◆ **TASK OBJECTIVE**: An exact copy of all the data is the expected answer.

═══ SUPPLIED RECORDS

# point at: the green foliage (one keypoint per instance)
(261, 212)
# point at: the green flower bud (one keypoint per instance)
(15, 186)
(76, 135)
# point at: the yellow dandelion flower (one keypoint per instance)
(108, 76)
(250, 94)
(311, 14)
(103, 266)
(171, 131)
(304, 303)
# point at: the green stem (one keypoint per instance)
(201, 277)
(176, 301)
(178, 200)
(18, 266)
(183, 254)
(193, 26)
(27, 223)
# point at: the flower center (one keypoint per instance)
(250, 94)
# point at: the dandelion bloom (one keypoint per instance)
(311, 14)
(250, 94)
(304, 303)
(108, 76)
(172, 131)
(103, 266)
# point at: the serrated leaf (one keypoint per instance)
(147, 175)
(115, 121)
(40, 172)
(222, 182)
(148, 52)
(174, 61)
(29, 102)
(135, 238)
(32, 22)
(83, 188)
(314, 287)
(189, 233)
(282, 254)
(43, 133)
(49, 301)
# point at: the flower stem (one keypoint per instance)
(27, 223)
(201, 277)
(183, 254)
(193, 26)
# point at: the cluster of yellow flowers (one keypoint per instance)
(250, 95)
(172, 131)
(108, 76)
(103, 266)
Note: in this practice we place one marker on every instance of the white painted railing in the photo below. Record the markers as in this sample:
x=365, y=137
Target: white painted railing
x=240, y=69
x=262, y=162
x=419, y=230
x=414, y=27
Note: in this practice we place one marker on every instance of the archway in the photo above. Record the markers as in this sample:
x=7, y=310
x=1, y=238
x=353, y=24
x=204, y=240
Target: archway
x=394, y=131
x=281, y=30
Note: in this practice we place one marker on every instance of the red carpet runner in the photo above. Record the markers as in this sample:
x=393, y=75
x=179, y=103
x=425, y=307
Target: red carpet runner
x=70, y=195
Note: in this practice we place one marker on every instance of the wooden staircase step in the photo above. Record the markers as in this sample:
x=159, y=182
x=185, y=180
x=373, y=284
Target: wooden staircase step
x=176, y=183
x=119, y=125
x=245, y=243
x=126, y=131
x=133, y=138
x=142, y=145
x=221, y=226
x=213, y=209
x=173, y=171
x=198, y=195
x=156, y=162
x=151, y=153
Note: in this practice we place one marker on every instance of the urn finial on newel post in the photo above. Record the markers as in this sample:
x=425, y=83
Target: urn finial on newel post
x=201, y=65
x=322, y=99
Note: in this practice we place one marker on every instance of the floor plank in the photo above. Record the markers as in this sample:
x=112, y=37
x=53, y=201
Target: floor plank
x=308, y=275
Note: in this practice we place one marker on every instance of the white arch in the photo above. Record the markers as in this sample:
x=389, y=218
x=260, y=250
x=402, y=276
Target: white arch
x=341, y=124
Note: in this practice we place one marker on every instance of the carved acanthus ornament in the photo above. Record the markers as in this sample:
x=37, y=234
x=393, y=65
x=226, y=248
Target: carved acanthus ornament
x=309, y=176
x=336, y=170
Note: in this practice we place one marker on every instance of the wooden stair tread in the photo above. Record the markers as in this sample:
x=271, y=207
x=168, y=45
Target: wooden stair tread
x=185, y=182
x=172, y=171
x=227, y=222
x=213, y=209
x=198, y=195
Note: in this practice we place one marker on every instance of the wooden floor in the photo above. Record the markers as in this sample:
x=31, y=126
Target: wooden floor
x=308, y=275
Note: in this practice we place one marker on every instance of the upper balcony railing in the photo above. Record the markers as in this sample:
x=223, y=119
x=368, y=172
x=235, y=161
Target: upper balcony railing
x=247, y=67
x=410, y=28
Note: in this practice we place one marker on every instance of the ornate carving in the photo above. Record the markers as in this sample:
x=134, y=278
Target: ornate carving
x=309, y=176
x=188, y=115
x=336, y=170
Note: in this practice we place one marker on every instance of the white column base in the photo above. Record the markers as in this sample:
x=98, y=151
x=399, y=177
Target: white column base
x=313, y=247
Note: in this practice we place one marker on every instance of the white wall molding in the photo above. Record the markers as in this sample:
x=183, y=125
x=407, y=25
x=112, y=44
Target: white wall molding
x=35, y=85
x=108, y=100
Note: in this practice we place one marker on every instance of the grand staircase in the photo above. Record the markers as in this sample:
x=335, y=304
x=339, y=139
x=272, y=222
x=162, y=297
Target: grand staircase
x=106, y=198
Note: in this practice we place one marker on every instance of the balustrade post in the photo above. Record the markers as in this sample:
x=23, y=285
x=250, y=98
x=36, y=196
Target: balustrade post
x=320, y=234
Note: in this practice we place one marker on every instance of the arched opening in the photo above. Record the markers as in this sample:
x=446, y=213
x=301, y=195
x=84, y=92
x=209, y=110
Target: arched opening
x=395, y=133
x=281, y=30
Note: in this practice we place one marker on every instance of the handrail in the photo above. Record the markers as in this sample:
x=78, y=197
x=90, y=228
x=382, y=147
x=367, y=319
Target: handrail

══════

◆ **SOLUTION FOR THIS PROBLEM**:
# point at: the green foliage (one keypoint per instance)
(261, 212)
# point at: the green flower bud (one keypoint per instance)
(15, 186)
(76, 135)
# point at: the yellow dandelion flower (one keypoint per instance)
(108, 76)
(250, 94)
(311, 14)
(103, 266)
(171, 131)
(304, 303)
# point at: the green stem (one keypoint per instance)
(201, 277)
(176, 301)
(178, 200)
(18, 266)
(183, 254)
(193, 26)
(27, 223)
# point at: the flower center (one keypoint per instance)
(250, 94)
# point at: the dandelion bloom (one keypoint per instance)
(311, 14)
(250, 94)
(304, 303)
(108, 76)
(172, 131)
(103, 266)
# point at: the serrated leaf (one keypoint per instance)
(147, 175)
(115, 121)
(40, 172)
(222, 182)
(148, 52)
(174, 61)
(29, 102)
(135, 238)
(32, 22)
(83, 188)
(314, 287)
(189, 233)
(282, 254)
(43, 133)
(49, 301)
# point at: the flower stem (one keypoint per instance)
(27, 223)
(201, 277)
(183, 254)
(193, 26)
# point at: the cluster of yellow flowers (one keypoint per instance)
(250, 95)
(172, 131)
(108, 76)
(103, 266)
Note: in this practice we place one marker on every instance of the white painted railing in the photo below. Record the markers as in this sample:
x=365, y=137
Target: white painted railing
x=240, y=69
x=262, y=162
x=419, y=230
x=414, y=27
Note: in this practice we place one marker on every instance of the archway in the photo above. Record the markers as in this sample:
x=7, y=310
x=1, y=238
x=353, y=24
x=204, y=240
Target: archway
x=394, y=131
x=281, y=30
Note: in this practice we place one marker on every instance of the red carpet runner in the photo above. Record the markers as in this sample:
x=393, y=75
x=179, y=103
x=425, y=307
Target: red carpet runner
x=70, y=195
Note: in this practice we place one marker on every instance of the wooden staircase step in the photo above. Record the markers as in this sample:
x=159, y=182
x=185, y=180
x=373, y=284
Target: wooden staircase step
x=176, y=183
x=119, y=125
x=245, y=243
x=126, y=131
x=133, y=138
x=142, y=145
x=221, y=226
x=213, y=209
x=173, y=171
x=198, y=195
x=156, y=162
x=151, y=153
Note: in this practice we place one marker on every instance of the urn finial on newel post in the photo above. Record the markers as in this sample:
x=425, y=83
Target: urn finial on newel post
x=201, y=65
x=322, y=99
Note: in this practice we place one marker on every instance of the floor plank in the photo above. Record the markers as in this sample:
x=112, y=37
x=53, y=201
Target: floor plank
x=308, y=275
Note: in this practice we place one marker on every instance of the white arch in the photo above. Record the markers as in this sample:
x=389, y=218
x=260, y=250
x=402, y=276
Target: white arch
x=341, y=124
Note: in this practice we place one marker on every instance of the carved acanthus ornament in the photo above. Record the markers as in this sample:
x=37, y=234
x=393, y=65
x=226, y=248
Target: carved acanthus ornament
x=309, y=176
x=336, y=170
Note: in this practice we place one marker on every instance of the wooden stair tread in the photo above. Record the markers as in this sample:
x=271, y=207
x=168, y=45
Target: wooden stair tread
x=185, y=182
x=172, y=171
x=227, y=222
x=213, y=209
x=198, y=195
Note: in this practice we place one marker on every instance of the wooden floor in the photo above. Record the markers as in this sample:
x=31, y=126
Target: wooden floor
x=308, y=275
Note: in this practice we place one marker on every instance of the upper balcony railing in the photo above. Record the markers as in this sample:
x=223, y=119
x=368, y=172
x=235, y=161
Target: upper balcony railing
x=247, y=67
x=410, y=28
Note: in this practice we place one marker on every instance of the ornate carving in the photo above. Record the markers as in this sample:
x=134, y=278
Target: ornate carving
x=309, y=176
x=188, y=115
x=336, y=170
Note: in this practice we place one marker on every instance of the white column base in the photo above. Record the markers as in this sample:
x=98, y=151
x=399, y=177
Target: white column base
x=313, y=247
Note: in this practice we place one marker on every instance of the white wall molding in the photo above. Record the markers as in this sample:
x=183, y=125
x=407, y=25
x=112, y=44
Target: white wall molding
x=35, y=85
x=108, y=100
Note: in this practice we place one marker on every instance of the grand staircase in the photo above. Record the markers as in this sample:
x=335, y=304
x=339, y=139
x=272, y=222
x=162, y=297
Target: grand staircase
x=106, y=198
Note: in this practice we place one marker on every instance of the balustrade post in the photo above. Record the markers as in this sample:
x=23, y=285
x=250, y=98
x=36, y=196
Target: balustrade post
x=320, y=234
Note: in this practice we place one marker on every instance of the arched opening in the photo above. Record the markers as in this sample:
x=446, y=213
x=301, y=195
x=84, y=92
x=209, y=110
Target: arched opening
x=395, y=133
x=281, y=30
Note: in this practice we place one marker on every instance of the handrail in the photo above. Record the markers as in this sample:
x=78, y=197
x=90, y=228
x=382, y=147
x=367, y=319
Target: handrail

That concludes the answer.